**EXERCISE DESCRIPTION:**
Everything from the line containing "Confirm that each instance of the tan" through the last line of the records must be returned verbatim, and nothing outside that range.

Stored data
# # # # # # #

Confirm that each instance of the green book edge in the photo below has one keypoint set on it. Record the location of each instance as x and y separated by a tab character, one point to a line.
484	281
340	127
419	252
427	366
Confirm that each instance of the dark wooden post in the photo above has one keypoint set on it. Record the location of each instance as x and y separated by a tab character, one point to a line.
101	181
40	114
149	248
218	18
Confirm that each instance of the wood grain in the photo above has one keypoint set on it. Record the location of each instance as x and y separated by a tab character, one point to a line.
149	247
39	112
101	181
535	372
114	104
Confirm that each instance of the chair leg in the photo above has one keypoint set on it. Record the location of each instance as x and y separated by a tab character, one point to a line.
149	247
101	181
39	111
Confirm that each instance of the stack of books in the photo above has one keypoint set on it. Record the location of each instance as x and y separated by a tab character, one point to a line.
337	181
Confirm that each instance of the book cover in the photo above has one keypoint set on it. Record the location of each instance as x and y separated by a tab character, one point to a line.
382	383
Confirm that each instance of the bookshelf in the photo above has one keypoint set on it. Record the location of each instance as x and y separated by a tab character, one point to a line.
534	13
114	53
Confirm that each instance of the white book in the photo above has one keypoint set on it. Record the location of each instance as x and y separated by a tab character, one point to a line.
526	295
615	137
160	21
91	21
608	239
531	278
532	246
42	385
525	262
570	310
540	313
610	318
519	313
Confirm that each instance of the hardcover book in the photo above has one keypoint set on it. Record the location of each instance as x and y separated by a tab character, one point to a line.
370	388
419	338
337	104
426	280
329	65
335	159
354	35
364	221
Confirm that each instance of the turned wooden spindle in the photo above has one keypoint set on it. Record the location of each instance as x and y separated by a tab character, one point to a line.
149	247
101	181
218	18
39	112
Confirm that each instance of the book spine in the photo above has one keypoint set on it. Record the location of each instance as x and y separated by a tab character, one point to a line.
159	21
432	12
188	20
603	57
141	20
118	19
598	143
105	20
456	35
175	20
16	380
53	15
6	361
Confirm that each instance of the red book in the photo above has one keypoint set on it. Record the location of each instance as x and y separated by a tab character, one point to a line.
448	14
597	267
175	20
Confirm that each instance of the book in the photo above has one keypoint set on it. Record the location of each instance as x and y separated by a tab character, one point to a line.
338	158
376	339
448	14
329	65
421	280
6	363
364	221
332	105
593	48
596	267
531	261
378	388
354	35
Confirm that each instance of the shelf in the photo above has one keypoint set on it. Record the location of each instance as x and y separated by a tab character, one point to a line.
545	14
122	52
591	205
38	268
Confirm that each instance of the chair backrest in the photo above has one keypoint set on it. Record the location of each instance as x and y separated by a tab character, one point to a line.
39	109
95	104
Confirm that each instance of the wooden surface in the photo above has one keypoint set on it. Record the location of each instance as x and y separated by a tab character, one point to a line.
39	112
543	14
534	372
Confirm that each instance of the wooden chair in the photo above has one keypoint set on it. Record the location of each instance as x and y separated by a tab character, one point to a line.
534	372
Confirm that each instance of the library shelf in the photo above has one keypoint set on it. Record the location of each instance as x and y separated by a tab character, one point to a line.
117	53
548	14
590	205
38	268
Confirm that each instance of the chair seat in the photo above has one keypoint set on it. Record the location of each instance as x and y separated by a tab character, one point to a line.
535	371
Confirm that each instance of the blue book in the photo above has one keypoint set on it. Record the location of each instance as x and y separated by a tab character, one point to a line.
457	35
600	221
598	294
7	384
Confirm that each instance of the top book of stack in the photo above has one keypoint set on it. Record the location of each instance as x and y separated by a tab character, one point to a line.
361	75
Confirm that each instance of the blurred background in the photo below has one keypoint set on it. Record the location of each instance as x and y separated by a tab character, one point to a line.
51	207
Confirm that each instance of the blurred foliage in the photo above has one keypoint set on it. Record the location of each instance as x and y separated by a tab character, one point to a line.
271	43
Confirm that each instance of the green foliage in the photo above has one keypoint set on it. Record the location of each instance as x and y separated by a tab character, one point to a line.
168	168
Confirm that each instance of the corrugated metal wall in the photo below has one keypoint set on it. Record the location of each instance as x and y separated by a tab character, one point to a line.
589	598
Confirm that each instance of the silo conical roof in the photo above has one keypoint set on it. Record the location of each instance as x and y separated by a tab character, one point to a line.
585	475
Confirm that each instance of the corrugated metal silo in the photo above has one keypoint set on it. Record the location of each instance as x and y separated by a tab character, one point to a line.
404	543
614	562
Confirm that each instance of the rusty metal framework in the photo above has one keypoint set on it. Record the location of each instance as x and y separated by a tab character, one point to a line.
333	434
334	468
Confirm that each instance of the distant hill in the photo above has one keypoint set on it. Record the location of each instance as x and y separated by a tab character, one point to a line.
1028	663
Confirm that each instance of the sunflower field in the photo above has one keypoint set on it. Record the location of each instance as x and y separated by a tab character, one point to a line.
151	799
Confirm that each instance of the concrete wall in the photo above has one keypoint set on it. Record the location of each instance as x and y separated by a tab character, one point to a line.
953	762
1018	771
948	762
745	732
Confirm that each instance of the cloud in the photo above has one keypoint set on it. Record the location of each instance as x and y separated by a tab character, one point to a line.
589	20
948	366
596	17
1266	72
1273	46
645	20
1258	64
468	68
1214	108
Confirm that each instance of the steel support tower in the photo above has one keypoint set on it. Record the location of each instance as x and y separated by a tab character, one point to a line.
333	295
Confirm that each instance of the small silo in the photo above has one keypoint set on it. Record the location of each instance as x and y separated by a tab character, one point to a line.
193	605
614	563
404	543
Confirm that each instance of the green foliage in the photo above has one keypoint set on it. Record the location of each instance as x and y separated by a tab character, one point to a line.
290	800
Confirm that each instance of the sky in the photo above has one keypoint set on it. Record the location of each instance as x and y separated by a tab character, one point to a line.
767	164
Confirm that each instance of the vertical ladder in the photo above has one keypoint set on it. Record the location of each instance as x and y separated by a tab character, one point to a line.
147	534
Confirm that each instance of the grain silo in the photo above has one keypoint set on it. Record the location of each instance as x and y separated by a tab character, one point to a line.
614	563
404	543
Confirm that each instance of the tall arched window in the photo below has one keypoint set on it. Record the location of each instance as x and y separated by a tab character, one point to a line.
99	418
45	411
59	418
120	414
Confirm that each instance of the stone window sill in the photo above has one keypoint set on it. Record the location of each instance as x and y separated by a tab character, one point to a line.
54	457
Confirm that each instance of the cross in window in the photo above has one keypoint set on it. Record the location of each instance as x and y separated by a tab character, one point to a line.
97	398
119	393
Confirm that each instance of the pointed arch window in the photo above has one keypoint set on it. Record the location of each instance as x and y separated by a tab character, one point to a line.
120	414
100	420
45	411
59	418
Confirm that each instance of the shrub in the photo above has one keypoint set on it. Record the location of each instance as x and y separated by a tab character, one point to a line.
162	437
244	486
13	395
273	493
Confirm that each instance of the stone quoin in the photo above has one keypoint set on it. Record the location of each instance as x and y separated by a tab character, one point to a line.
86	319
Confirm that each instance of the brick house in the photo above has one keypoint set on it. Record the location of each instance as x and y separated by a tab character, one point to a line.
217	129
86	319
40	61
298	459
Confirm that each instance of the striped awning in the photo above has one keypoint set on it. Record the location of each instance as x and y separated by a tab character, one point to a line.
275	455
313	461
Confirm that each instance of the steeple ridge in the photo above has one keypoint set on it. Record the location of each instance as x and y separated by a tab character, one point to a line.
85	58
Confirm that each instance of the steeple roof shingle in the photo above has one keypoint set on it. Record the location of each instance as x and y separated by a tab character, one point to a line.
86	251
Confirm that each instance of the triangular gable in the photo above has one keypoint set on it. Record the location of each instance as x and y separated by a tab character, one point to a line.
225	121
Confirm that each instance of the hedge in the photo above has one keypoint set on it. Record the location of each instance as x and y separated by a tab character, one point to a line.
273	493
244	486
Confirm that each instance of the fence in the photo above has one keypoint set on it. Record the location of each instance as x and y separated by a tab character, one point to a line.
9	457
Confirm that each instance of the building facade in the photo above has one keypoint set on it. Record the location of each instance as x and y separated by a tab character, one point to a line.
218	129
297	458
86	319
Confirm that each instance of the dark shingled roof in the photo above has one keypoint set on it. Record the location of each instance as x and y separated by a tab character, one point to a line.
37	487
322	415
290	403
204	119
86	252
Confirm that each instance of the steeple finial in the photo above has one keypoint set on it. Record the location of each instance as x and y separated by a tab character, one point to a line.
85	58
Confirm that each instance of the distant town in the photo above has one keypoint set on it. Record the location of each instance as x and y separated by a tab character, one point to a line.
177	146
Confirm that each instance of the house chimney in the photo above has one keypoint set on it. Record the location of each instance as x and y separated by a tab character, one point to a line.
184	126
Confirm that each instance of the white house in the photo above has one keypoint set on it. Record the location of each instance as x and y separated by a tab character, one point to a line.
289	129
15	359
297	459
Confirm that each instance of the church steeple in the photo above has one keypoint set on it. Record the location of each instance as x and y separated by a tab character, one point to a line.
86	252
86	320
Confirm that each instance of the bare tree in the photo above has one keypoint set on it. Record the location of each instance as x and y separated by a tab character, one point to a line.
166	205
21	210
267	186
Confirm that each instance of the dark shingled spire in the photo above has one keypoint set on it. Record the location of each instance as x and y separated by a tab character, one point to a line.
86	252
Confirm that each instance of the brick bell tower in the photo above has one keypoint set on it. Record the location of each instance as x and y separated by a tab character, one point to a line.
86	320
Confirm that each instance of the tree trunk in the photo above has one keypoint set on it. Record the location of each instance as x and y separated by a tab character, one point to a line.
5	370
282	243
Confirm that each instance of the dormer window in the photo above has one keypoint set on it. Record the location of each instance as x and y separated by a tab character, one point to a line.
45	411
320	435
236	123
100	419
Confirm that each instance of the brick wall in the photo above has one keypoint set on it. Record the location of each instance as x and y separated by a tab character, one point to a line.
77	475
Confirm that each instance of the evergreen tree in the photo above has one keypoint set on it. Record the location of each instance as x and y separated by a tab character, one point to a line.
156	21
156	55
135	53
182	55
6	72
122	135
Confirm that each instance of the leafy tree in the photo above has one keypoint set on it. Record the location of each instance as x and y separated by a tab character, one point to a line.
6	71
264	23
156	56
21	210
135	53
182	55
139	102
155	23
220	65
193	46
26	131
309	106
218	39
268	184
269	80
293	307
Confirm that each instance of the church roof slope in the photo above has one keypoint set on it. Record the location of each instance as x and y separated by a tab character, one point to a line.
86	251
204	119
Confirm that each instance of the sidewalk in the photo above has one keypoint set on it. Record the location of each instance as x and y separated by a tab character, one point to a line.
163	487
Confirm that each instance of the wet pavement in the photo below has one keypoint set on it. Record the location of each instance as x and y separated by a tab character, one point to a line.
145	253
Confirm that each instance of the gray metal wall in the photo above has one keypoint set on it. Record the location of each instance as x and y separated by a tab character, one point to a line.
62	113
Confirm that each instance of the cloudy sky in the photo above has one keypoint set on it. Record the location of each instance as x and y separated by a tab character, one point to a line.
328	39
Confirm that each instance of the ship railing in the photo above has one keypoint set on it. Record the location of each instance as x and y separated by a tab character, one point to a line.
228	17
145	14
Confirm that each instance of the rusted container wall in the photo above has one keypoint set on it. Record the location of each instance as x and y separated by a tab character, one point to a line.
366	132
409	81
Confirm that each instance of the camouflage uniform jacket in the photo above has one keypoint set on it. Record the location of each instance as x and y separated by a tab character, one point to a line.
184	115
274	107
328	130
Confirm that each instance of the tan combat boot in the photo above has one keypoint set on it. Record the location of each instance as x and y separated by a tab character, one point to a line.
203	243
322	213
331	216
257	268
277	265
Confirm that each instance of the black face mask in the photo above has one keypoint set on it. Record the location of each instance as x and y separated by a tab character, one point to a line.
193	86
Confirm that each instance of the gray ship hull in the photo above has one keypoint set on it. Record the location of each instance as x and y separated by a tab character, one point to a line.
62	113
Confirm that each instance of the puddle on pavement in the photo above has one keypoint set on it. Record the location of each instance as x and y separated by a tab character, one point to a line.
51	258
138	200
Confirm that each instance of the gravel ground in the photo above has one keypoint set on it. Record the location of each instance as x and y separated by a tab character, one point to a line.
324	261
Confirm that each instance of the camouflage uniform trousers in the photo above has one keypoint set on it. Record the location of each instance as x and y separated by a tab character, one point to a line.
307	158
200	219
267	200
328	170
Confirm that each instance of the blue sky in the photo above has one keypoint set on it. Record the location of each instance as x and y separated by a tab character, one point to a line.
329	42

# # # # # # #

**WRITTEN RESPONSE:**
Confirm that each instance of the tan combat boot in the photo above has one keypoint set on it. Record the location of each instance as x and y separated by a tab character, one point to a line.
203	243
322	213
331	216
257	268
277	265
Confirm that each instance of the black face mask in the photo above has one keypoint set on it. Record the location of each instance as x and y separated by a tab character, one point to a line.
193	86
Confirm that each instance of the gray ship hull in the photo above has one keypoint set on it. Record the location of each instance as x and y separated by a tab character, one point to a line.
62	113
Confirm that each instance of the puddle on pavement in the photo above has one keypoint set on it. Record the location of each instance as x and y separated by a tab character, one point to a line.
51	258
138	200
Confirm that each instance of the gravel ground in the photo above has one keypoint set on it. Record the location of each instance as x and y separated by a tab character, one point to a line.
324	261
Confirm that each instance of the camouflage uniform trousers in the photo above has one keypoint set on it. Record the location of each instance as x and y separated by a tab character, one point to a line.
307	158
200	219
267	200
328	170
Confirm that each instance of the blue sky in the photo above has one keypoint set on it. Record the location of each instance as x and y separated by a tab character, one point to a line.
329	42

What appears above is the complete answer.